#### [TASK TO COMPLETE]
State, as a single number, how many lines in the data below contain "stone".

□ □ □ □ □

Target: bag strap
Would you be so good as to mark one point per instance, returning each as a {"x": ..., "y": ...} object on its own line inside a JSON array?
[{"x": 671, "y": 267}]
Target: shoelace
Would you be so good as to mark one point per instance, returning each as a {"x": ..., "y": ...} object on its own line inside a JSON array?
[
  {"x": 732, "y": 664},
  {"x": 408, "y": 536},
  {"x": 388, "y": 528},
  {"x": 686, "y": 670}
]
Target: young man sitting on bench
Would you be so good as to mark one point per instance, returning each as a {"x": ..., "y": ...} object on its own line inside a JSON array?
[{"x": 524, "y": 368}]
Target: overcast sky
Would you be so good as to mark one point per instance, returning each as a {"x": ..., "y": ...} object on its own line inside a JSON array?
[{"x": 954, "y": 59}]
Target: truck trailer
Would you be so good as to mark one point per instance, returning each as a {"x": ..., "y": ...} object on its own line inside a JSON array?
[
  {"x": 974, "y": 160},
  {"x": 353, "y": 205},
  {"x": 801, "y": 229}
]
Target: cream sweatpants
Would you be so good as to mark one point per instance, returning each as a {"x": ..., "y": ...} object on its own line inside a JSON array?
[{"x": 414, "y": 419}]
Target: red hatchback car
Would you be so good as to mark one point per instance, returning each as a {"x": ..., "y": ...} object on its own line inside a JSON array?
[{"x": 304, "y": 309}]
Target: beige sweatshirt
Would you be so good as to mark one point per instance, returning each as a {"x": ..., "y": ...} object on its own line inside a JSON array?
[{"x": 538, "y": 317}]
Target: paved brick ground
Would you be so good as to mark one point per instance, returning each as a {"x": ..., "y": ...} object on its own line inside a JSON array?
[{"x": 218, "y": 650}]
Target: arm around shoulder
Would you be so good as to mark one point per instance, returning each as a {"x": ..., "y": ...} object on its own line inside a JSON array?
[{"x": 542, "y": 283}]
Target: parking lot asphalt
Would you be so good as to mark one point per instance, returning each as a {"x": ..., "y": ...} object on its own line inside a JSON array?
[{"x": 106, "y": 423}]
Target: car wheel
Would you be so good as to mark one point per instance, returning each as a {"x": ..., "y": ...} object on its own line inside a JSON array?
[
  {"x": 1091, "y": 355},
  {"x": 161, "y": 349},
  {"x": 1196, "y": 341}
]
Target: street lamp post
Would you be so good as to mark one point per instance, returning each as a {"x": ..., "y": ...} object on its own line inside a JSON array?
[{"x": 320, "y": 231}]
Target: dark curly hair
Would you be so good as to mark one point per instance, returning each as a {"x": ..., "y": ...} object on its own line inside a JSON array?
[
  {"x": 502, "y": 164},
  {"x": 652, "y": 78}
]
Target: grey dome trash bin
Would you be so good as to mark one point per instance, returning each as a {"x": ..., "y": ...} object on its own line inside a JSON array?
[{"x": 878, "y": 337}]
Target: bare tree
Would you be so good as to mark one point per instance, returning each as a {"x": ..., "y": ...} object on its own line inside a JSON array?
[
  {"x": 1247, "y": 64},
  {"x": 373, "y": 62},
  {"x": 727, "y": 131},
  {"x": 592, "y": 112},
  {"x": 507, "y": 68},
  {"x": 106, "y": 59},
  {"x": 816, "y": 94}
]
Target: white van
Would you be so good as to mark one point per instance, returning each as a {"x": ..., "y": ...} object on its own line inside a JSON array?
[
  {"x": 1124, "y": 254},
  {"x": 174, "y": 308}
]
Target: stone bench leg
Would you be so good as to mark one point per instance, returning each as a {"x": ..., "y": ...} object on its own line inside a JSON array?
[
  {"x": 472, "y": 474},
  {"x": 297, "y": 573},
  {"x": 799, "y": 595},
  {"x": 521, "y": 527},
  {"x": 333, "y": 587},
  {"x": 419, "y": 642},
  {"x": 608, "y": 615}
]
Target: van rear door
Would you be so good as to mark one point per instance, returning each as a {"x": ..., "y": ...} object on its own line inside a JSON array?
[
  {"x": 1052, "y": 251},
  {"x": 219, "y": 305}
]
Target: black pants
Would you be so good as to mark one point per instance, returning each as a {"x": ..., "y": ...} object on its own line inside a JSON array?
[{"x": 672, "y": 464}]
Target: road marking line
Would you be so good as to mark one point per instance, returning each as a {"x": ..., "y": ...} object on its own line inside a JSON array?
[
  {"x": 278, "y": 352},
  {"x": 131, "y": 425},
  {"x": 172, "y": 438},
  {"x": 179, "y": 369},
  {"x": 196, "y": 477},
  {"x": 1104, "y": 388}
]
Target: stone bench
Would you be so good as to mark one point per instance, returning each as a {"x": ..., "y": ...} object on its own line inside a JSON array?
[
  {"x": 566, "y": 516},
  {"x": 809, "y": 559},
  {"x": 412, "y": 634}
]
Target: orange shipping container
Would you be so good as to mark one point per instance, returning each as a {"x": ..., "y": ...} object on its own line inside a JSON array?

□ □ □ □ □

#### [WORKED SOLUTION]
2